(Directive)
Reproduce, word for word, every line starting at the line that contains "Might you point out the white sock" and ending with the final line of the entries.

▼▼▼

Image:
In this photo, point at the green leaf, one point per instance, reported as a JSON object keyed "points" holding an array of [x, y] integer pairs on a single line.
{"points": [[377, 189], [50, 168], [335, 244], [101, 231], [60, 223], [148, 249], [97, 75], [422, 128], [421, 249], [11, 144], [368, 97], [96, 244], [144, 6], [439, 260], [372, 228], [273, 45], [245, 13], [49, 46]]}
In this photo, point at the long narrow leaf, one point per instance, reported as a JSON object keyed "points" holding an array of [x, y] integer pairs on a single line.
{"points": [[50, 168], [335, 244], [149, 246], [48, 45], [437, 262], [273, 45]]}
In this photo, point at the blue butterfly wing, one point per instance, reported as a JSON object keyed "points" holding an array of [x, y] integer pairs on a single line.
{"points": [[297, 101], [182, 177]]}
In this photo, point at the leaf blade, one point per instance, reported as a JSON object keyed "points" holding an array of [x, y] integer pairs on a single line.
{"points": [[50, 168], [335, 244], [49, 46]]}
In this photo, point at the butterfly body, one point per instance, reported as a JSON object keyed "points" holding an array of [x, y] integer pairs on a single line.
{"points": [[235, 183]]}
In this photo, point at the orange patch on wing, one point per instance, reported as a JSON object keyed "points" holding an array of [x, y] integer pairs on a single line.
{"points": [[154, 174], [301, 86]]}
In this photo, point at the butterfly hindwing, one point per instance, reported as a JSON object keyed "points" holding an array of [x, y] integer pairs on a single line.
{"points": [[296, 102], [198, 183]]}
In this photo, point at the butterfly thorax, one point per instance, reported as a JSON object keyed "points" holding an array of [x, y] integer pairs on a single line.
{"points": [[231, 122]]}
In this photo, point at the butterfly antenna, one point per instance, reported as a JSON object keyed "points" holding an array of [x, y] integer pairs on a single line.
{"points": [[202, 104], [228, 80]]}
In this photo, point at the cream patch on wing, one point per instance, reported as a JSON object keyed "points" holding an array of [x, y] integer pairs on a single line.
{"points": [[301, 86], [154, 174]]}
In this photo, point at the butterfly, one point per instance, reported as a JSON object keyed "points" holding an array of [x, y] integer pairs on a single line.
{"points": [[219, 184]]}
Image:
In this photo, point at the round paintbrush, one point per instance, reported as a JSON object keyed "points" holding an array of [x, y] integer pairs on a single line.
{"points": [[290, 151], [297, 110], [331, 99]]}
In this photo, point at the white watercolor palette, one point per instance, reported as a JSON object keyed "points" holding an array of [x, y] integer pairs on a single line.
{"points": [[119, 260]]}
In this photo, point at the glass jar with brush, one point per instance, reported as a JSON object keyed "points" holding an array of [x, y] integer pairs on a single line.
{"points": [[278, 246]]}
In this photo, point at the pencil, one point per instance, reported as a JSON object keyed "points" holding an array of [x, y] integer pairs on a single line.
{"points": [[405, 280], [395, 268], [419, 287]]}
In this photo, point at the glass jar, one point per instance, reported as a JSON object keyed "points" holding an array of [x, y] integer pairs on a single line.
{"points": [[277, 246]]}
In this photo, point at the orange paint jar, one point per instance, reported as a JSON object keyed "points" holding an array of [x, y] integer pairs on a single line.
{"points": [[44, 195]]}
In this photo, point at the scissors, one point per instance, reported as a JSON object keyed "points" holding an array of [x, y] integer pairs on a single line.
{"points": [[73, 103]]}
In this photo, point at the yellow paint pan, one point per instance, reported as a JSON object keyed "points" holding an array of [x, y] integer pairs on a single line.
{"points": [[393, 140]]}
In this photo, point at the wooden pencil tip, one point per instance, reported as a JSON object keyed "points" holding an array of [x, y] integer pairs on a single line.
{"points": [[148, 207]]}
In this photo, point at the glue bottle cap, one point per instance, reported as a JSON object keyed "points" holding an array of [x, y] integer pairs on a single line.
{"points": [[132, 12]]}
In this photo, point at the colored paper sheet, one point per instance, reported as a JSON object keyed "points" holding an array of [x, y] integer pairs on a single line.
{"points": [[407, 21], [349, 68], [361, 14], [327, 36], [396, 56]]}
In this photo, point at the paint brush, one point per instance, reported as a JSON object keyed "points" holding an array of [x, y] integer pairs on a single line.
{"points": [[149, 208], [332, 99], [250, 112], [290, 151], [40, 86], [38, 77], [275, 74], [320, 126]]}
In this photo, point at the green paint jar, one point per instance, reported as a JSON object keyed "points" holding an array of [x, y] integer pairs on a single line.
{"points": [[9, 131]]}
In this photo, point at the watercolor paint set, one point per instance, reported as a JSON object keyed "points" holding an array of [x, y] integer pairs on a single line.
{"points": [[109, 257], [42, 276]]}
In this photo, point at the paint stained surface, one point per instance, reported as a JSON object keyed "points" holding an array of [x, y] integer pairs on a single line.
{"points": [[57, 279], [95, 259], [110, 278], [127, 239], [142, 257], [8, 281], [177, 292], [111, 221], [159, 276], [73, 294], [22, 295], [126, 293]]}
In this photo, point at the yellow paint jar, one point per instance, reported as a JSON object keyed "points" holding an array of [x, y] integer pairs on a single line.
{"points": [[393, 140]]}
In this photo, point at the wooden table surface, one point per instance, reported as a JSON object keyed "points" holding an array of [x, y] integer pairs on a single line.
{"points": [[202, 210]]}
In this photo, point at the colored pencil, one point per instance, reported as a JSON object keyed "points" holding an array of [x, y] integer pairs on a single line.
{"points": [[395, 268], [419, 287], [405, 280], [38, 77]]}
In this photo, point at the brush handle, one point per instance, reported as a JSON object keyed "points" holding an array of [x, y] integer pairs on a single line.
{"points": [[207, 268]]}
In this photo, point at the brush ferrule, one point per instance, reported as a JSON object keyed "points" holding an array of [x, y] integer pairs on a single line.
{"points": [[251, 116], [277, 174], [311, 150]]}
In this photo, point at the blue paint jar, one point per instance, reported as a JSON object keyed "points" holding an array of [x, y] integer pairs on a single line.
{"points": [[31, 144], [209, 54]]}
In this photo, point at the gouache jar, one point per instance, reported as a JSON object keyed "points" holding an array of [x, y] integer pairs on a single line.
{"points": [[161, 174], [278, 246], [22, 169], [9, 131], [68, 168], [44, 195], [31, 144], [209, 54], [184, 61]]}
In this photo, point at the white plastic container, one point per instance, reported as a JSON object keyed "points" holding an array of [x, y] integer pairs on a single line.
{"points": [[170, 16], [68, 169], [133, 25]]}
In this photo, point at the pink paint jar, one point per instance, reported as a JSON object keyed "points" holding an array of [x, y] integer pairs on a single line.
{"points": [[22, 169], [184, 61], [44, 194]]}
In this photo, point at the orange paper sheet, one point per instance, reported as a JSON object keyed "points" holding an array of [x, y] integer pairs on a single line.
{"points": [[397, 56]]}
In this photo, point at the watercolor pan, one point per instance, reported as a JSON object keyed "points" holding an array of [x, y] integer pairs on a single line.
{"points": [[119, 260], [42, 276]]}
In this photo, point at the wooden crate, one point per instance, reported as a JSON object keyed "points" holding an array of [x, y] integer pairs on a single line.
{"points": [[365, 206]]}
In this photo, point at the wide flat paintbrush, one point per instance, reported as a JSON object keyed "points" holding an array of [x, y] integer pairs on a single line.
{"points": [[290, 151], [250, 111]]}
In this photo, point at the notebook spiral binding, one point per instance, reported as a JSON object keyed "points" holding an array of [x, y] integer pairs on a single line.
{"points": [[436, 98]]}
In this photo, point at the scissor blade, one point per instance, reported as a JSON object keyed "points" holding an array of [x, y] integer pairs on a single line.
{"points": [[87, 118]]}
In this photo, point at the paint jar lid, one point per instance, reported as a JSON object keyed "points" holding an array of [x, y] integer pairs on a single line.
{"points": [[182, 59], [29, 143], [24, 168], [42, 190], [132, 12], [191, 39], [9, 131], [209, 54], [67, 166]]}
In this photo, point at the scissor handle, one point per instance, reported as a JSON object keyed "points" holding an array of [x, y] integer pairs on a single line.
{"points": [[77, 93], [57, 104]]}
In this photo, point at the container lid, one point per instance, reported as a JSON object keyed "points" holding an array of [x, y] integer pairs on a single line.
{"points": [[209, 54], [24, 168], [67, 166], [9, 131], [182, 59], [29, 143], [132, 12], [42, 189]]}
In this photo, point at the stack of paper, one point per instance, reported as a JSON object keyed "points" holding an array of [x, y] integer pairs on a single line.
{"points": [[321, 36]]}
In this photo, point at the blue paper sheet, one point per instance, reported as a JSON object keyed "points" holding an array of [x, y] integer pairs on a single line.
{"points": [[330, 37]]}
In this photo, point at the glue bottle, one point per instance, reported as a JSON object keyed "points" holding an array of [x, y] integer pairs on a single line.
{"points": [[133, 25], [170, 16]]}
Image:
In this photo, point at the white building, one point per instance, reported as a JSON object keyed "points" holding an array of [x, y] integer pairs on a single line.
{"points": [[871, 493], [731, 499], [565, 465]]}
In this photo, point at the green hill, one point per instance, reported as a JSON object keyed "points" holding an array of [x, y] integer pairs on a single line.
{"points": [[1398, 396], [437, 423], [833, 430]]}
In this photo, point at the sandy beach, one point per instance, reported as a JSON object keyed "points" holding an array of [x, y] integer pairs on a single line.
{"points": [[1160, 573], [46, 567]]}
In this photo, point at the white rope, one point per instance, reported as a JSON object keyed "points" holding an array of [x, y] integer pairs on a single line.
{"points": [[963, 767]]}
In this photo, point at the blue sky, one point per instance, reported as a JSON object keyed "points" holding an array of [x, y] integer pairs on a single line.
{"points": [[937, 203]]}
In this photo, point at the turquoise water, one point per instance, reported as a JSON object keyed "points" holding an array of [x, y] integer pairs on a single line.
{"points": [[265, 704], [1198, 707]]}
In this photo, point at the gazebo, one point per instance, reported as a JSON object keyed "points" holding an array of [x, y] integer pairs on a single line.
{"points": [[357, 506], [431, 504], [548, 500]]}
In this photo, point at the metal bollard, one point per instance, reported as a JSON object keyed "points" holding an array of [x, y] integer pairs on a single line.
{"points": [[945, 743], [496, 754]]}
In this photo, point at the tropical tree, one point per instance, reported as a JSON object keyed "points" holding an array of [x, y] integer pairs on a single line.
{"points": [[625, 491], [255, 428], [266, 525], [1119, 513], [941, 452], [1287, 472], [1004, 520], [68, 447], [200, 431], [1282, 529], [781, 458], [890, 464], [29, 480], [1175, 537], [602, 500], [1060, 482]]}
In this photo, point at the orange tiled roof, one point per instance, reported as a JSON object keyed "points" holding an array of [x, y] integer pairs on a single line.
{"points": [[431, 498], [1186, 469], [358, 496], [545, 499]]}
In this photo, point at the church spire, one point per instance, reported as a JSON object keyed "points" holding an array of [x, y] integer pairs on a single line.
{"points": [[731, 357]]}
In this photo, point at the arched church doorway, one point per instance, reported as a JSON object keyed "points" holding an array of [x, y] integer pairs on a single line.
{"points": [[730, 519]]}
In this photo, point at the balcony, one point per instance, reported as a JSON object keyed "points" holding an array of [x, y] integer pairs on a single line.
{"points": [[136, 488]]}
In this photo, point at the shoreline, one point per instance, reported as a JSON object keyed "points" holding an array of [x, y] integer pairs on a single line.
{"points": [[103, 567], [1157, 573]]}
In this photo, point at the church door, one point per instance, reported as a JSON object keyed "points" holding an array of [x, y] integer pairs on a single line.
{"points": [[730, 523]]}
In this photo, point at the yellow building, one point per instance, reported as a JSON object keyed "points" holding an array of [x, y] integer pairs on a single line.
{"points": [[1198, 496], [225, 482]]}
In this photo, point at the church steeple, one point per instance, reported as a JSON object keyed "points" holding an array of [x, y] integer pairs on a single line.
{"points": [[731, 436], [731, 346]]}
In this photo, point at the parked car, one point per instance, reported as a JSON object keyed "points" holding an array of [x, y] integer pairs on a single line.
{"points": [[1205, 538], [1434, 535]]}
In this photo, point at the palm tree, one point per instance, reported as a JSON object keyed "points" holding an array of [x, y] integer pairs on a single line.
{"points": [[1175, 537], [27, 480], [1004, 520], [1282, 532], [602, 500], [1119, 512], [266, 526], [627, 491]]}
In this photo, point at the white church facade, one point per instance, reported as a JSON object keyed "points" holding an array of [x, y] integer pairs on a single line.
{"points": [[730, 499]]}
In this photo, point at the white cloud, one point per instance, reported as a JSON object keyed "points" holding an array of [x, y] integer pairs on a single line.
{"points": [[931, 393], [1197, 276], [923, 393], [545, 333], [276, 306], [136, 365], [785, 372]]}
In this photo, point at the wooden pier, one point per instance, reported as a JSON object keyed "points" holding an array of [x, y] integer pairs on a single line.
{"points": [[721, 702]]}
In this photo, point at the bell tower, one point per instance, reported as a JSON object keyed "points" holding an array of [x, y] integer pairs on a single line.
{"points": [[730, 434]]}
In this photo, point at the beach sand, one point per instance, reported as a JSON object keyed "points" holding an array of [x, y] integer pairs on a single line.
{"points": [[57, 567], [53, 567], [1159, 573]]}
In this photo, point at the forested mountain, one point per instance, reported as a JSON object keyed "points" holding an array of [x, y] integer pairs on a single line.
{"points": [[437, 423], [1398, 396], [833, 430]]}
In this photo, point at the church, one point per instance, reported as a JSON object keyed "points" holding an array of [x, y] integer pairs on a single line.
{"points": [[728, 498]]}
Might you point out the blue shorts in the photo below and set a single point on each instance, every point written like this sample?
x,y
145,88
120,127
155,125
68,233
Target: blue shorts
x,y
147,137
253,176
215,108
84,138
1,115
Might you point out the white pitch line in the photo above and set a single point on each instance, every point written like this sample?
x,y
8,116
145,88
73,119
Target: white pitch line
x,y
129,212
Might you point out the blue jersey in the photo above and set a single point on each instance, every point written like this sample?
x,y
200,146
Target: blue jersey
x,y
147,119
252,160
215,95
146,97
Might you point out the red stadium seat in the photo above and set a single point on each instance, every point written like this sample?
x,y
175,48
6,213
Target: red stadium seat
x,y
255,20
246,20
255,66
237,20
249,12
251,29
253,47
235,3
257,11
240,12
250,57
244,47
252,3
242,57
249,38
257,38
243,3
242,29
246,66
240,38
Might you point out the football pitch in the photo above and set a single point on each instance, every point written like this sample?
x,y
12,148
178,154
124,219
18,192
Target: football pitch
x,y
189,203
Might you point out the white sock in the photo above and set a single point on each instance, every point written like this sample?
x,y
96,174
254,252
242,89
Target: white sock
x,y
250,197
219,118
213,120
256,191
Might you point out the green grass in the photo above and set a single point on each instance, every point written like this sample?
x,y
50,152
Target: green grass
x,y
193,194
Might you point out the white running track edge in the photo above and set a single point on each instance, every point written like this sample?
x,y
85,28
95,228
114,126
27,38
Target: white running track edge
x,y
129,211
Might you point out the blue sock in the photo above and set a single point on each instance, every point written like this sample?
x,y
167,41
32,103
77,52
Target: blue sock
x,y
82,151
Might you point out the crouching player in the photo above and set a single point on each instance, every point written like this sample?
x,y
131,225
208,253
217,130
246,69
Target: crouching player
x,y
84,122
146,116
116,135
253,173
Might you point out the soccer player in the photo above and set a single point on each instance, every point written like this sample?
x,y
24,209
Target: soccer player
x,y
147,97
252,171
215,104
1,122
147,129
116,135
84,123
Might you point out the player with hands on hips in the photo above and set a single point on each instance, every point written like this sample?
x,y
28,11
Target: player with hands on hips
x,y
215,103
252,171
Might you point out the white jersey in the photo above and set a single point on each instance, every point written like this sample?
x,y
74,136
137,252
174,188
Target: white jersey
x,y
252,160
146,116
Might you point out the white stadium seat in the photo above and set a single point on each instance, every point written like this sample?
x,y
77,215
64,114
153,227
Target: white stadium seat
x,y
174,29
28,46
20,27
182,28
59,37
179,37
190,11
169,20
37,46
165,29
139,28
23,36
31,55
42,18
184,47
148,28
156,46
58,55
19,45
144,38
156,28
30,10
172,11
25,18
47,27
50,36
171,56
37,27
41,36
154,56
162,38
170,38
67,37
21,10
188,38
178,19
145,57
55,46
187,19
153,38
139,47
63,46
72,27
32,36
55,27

▲▲▲

(The output)
Might you point out the white sock in the photo above and set a single point on each instance, every point written like this sample?
x,y
96,174
254,252
242,89
Target: white sock
x,y
250,197
219,118
213,120
256,191
Might you point out the green grass in the photo above and set a single point on each instance, every point written like this sample?
x,y
50,152
Target: green grass
x,y
193,194
Might you point out the white running track edge in the photo above and set a single point on each instance, every point written like this sample?
x,y
85,28
95,228
114,126
27,38
Target: white running track edge
x,y
129,211
Might you point out the blue sock in the photo above and set a single point on each instance, every point written like this sample?
x,y
167,41
32,103
77,52
Target: blue sock
x,y
82,151
Might you point out the crouching player in the photo above and set a single point on each instance, every point written like this sample?
x,y
131,225
208,253
217,130
246,69
Target: crouching player
x,y
84,122
146,116
116,135
253,173
Might you point out the soccer player in the photo above and set a single point on each instance, every point written like this sample?
x,y
24,209
Target: soccer player
x,y
147,97
252,171
215,104
1,122
147,129
116,135
84,123
Might you point out the player with hands on hips in the photo above and set a single point on each instance, every point written like this sample?
x,y
28,11
Target: player with hands on hips
x,y
215,103
252,171
Might you point out the white jersey in the photo above and set a single point on each instance, every point written like this sample?
x,y
74,136
137,252
174,188
Target: white jersey
x,y
252,160
146,116
Might you point out the white stadium seat in the photo above and set a single point on each instance, every point written like this sample?
x,y
77,215
64,114
153,227
Target: white stadium seat
x,y
174,29
28,46
20,27
182,28
59,37
179,37
190,11
169,20
37,46
165,29
139,28
23,36
31,55
42,18
184,47
148,28
156,46
58,55
19,45
144,38
156,28
30,10
172,11
25,18
47,27
50,36
171,56
37,27
41,36
154,56
162,38
170,38
67,37
21,10
188,38
178,19
145,57
55,46
187,19
153,38
139,47
63,46
72,27
32,36
55,27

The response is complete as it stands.